→ EXTRAIT FOURNI:
==========

La minorité s’étonne tout d’abord d’une question de forme : ce projet de modification des seuils est présenté comme une réponse à la motion Balsiger, laquelle a été étudiée par la COFIN et adoptée à la majorité, mais n’a pas encore été examinée par le plénum. Il est donc surprenant que l’on propose une réponse avant même que cette motion ait été votée.
Sur le fond, les impacts financiers de cette réforme sont évalués à 8,5 millions pour l’impôt sur les successions et à 2 millions pour l’impôt sur les donations en raison de la modification des seuils. La présidente de la COFIN a précisé que l’UCV et l’ADCV avaient été consultées, et la conseillère d’Etat avait indiqué que ces associations étaient globalement défavorables à cette réforme. En outre, cette réforme ne profite en rien à la classe moyenne. En effet, selon les statistiques cantonales, 89 % des contribuables possèdent une fortune imposable inférieure à 500’000 francs. Pour ces contribuables, il est déjà possible de contourner les seuils actuels, puisque chaque enfant peut recevoir, sans fiscalisation, jusqu’à 250 000 francs en succession, ainsi que 50’000 francs par an et par enfant en donation. Par conséquent, la modification des seuils bénéficiera principalement aux contribuables plus fortunés que les 89 % de ces derniers.
La conseillère d’Etat nous a précisé que 1,5 % des contribuables les plus riches continueront de payer cet impôt sur les successions et les donations avec les nouveaux seuils. Nous pouvons par conséquent en déduire que cette réforme bénéficiera essentiellement aux contribuables situés entre les 89 % les moins fortunés, à l’exception des 1,5 % les plus riches. Il est donc évident que cette réforme est loin de profiter à la classe moyenne.

==========

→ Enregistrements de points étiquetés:
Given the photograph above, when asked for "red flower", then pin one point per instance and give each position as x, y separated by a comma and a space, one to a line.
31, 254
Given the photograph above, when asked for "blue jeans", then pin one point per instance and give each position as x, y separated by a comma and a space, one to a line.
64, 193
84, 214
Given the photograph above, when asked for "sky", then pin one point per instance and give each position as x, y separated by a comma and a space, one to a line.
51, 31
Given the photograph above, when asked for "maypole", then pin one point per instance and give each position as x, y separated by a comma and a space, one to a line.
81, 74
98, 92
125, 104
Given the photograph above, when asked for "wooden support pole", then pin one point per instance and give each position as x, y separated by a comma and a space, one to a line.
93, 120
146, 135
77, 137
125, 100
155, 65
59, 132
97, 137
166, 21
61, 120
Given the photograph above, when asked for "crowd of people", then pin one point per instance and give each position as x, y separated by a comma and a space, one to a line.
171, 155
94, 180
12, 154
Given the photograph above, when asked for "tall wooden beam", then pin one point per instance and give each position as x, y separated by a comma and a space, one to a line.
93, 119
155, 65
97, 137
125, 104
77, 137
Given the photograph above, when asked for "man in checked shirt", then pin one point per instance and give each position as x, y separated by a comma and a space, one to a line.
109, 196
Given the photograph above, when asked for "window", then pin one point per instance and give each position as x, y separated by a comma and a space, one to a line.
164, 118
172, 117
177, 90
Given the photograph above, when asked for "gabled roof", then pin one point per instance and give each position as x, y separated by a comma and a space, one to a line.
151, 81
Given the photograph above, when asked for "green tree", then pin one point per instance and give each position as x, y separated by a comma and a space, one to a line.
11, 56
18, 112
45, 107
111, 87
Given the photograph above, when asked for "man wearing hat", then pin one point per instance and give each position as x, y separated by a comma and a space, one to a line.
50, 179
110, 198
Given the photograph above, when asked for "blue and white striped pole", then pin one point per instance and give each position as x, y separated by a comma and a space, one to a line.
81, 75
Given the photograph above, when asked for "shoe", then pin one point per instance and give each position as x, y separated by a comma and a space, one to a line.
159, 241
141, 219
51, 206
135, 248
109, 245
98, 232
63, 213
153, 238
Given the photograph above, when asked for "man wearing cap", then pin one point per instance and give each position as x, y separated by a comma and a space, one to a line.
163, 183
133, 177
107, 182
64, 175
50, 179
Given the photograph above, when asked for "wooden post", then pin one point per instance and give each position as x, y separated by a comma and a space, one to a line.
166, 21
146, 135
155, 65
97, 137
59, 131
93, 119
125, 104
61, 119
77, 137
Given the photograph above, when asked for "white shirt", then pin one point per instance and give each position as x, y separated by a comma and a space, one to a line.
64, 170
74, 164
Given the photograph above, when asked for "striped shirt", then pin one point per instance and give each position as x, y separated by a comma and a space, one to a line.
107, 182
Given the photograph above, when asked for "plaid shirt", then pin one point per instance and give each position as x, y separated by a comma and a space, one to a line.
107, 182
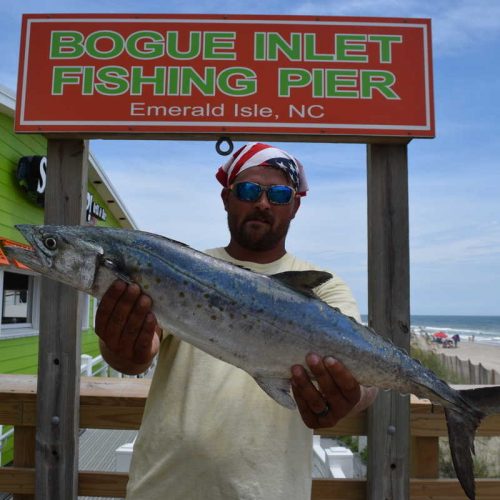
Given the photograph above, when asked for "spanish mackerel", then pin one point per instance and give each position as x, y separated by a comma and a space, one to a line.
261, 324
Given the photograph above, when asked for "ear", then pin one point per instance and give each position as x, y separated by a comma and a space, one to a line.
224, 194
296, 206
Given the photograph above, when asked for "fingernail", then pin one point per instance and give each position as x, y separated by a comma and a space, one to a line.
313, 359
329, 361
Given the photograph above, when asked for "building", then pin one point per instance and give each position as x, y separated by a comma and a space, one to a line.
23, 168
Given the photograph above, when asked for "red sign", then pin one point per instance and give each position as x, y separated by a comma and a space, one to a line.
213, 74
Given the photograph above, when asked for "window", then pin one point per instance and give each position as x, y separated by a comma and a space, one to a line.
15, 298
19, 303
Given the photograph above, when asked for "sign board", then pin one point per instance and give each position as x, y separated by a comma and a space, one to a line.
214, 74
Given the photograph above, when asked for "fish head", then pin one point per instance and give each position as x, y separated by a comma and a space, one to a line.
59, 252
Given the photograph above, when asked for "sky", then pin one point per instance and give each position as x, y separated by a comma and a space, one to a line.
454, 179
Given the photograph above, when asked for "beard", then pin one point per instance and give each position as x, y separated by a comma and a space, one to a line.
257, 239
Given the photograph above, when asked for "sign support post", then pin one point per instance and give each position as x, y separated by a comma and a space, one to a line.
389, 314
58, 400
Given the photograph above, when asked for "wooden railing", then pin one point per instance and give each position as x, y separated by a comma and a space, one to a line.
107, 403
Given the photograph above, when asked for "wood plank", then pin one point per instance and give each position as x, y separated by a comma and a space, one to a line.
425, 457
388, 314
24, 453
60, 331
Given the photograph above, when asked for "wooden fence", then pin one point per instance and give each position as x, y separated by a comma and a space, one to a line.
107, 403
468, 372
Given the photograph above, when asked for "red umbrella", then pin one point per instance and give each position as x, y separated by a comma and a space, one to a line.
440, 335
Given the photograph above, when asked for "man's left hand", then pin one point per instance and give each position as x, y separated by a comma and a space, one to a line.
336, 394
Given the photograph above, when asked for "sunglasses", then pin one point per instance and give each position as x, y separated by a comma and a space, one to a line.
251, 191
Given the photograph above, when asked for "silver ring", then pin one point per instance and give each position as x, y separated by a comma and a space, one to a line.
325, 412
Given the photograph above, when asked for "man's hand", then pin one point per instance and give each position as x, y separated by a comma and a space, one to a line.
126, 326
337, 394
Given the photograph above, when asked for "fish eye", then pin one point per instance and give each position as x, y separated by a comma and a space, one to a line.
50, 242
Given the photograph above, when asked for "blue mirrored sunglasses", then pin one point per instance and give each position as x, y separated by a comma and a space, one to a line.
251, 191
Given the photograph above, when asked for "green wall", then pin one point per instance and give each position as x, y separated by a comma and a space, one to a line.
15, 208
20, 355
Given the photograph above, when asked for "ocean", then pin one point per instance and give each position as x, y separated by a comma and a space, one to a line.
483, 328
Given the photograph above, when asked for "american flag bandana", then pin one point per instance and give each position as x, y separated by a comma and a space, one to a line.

==========

Poursuivez le texte sur la réforme des seuils de l'impôt sur les successions et les donations, en reprenant juste après sa dernière phrase.

Lors des discussions, quelques commissaires ont suggéré la suppression complète de cet impôt. La minorité, quant à elle, affirme son attachement à cet impôt, qui contribue à limiter les inégalités. Les successions résultent du hasard des naissances, et il n’y a rien d’injuste à taxer des montants que les bénéficiaires n’ont pas eux-mêmes gagnés par leur travail.
La minorité souligne également que cette modification des barèmes pour l’impôt sur les successions et les donations est incluse dans le contre-projet indirect à l’initiative 12 %. Cependant, cette réforme de la Loi concernant le droit de mutation sur les transferts immobiliers et l’impôt sur les successions et donations (LMSD) n’équivaut pas à une baisse d’impôt. Le Conseil d’Etat n’a d’ailleurs pas précisé si cette réforme serait annulée dans le cas où l’initiative des 12 % serait acceptée. La minorité souhaiterait obtenir aujourd’hui une réponse du Conseil d’Etat sur cette question, puisque celle-ci est restée sans réponse lors des débats en COFIN.
La minorité est consciente que les seuils actuels peuvent s’avérer limitants dans certains cas pour la transmission du patrimoine. Dans cette perspective, elle a proposé quelques amendements visant à réduire l’impact négatif de cette réforme, tout en offrant davantage de flexibilité pour les transmissions par donation ou par succession. Ces amendements vous seront présentés à nouveau tout à l’heure. En résumé, la minorité vous propose de refuser ce projet de modification de la LMSD.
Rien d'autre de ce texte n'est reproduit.